## Exercise aim
The line containing "the bride accordingly" marks the start; return it and every line after it in the listing below, exactly, through the last.

## Data shown

################

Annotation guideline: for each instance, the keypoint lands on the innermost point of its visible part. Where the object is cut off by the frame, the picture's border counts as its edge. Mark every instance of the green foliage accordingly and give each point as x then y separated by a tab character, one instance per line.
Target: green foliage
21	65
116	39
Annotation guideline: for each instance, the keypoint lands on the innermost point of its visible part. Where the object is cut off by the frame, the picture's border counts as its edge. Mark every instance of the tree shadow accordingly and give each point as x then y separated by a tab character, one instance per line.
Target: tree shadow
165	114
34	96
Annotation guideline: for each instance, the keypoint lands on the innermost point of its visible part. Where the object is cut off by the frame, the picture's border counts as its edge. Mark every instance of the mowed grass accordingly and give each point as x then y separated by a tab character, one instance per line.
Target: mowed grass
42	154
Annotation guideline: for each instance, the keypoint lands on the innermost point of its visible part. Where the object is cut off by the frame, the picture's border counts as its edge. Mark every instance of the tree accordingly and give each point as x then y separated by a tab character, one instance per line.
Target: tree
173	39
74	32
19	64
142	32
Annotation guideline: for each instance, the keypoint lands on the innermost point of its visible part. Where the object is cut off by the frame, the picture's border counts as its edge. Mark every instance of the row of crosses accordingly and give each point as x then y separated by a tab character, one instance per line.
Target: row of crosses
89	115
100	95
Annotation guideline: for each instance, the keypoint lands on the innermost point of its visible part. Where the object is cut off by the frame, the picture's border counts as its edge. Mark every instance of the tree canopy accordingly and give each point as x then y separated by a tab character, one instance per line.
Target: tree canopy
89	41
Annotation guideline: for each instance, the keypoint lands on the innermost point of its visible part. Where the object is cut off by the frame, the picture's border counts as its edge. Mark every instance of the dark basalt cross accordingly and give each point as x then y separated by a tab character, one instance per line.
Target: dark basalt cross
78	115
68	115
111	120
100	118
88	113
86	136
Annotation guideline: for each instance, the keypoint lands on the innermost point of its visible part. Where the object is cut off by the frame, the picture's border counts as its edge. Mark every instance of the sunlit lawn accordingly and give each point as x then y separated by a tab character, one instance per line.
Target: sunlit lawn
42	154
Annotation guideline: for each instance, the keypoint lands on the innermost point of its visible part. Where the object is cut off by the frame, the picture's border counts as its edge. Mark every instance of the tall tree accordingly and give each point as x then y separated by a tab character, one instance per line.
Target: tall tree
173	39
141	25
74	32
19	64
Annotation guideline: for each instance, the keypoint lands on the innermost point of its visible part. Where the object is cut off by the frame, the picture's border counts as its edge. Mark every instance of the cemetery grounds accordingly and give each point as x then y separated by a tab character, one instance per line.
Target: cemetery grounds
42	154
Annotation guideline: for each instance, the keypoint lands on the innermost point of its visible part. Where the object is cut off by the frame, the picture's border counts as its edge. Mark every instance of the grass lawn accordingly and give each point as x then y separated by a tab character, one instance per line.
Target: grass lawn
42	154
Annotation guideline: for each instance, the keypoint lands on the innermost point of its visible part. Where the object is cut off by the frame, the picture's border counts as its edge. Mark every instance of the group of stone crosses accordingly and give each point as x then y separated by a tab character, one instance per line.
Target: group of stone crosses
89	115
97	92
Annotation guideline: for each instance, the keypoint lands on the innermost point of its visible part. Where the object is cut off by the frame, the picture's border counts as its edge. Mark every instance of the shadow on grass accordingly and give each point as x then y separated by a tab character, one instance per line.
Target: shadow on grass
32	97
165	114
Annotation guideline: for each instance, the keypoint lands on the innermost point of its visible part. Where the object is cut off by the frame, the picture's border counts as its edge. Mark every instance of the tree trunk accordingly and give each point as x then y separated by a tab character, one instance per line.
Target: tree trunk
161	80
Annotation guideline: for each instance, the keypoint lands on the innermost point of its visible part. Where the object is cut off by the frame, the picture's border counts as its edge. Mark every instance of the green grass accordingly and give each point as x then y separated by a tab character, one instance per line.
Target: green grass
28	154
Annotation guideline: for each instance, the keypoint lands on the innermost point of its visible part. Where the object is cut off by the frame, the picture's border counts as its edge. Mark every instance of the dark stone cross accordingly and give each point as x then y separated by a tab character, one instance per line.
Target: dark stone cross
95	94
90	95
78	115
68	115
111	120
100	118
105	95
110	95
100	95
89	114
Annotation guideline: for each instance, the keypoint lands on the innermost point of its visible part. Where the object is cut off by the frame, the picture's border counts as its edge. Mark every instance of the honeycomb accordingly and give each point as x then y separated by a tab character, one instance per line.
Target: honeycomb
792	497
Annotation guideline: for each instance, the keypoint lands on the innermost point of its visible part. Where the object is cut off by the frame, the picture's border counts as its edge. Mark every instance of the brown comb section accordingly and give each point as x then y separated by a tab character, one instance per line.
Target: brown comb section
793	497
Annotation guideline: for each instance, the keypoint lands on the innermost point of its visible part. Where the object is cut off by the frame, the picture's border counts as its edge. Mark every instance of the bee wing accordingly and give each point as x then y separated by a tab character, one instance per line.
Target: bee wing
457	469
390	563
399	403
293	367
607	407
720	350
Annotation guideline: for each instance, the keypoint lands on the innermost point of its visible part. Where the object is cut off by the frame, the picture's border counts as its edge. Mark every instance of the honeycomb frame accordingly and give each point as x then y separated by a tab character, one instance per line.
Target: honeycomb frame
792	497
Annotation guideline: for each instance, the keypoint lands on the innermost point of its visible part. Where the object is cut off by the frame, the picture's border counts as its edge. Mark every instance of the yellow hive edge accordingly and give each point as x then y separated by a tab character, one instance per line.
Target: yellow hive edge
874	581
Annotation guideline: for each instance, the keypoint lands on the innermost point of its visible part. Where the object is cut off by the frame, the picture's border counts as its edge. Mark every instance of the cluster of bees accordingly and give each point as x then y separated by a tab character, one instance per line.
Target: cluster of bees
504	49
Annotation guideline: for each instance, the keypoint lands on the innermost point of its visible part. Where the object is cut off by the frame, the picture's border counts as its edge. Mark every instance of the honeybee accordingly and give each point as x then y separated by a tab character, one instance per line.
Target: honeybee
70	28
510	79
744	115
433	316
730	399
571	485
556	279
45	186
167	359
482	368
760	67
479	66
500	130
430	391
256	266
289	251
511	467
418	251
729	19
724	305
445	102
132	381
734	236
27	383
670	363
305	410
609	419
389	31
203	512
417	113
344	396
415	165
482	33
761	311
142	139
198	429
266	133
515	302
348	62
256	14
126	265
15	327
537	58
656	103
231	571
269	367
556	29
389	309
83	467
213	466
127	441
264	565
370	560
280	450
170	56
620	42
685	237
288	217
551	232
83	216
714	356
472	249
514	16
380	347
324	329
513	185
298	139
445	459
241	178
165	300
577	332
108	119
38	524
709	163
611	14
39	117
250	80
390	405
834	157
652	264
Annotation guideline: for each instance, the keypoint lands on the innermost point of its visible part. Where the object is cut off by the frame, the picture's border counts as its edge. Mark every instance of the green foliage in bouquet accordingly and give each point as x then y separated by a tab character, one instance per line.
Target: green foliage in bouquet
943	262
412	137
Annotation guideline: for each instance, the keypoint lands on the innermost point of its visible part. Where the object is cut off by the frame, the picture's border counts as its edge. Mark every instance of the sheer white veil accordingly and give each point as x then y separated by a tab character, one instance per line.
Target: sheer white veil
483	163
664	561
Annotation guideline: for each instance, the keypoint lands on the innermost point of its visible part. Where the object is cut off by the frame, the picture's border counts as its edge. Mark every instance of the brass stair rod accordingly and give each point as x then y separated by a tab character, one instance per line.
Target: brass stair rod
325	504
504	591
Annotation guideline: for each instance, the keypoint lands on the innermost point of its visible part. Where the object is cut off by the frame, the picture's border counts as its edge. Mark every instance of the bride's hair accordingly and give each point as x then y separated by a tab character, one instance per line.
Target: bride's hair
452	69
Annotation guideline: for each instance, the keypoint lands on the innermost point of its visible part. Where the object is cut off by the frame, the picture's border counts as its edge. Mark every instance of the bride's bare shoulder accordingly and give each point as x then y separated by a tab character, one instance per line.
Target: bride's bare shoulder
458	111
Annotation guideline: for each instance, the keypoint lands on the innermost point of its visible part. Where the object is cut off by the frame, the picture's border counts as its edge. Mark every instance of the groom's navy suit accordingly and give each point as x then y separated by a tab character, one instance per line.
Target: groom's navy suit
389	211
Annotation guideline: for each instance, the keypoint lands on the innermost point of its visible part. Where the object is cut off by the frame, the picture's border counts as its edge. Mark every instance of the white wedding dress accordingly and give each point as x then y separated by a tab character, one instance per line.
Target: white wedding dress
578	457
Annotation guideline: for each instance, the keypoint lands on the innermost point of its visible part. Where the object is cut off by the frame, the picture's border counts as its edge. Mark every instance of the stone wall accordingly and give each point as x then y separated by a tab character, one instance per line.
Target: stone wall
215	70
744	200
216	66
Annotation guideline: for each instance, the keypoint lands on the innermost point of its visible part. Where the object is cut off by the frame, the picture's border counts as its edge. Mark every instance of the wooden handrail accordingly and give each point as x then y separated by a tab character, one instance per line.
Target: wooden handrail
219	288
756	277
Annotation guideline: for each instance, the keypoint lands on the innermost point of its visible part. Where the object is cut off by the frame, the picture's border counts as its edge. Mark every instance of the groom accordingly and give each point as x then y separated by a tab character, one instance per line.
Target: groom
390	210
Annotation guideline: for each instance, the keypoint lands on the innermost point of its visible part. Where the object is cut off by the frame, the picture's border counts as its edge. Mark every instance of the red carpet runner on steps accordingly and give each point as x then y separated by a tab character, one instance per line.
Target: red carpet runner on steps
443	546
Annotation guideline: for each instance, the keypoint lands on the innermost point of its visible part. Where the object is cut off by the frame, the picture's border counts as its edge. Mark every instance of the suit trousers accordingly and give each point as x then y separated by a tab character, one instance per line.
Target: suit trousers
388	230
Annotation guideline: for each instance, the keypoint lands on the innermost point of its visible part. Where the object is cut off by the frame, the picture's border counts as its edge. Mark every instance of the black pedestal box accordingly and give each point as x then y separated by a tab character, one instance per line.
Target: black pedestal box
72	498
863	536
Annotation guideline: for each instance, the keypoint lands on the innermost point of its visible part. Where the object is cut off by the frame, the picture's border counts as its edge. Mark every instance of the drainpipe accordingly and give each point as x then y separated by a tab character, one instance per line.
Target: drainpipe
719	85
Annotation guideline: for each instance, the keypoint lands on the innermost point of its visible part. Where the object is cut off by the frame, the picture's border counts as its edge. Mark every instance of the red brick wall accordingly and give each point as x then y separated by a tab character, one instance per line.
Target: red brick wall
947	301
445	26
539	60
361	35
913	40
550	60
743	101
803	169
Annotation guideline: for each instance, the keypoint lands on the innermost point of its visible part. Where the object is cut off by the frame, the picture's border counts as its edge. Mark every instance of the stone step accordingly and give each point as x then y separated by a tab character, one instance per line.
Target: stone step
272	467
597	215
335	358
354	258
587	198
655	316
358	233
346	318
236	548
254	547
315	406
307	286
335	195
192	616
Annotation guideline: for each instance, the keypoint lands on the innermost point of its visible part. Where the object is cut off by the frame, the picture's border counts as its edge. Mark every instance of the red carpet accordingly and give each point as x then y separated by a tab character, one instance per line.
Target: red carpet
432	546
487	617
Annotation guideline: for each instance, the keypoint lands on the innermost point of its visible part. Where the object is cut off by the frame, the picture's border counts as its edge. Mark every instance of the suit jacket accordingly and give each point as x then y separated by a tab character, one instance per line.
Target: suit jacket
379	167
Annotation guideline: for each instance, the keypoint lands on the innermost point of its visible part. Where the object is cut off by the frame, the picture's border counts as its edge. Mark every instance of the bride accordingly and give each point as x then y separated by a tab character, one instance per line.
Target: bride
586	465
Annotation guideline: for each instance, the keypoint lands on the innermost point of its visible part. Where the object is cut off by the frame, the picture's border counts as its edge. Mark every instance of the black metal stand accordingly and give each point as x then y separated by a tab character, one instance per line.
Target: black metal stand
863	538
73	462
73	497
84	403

################

## Problem solution
Annotation guideline: for each instance, the keypoint lands on the innermost point of its visible part. Where the object is cut off by the frame, the picture's border counts as its edge. Mark every instance of the bride accordingly and give each point as x then y separated by a tab character, one instance per line.
Target: bride
586	465
Annotation guideline: for each instance, the keypoint lands on the innermost point of its visible part. Where the object is cut off by the frame, the picture's border counts as its edge. Mark every instance of the black metal stand accordingly and give each point as x then y separated by a tab character, one instance per line.
Target: black metal stand
863	538
73	462
73	497
84	403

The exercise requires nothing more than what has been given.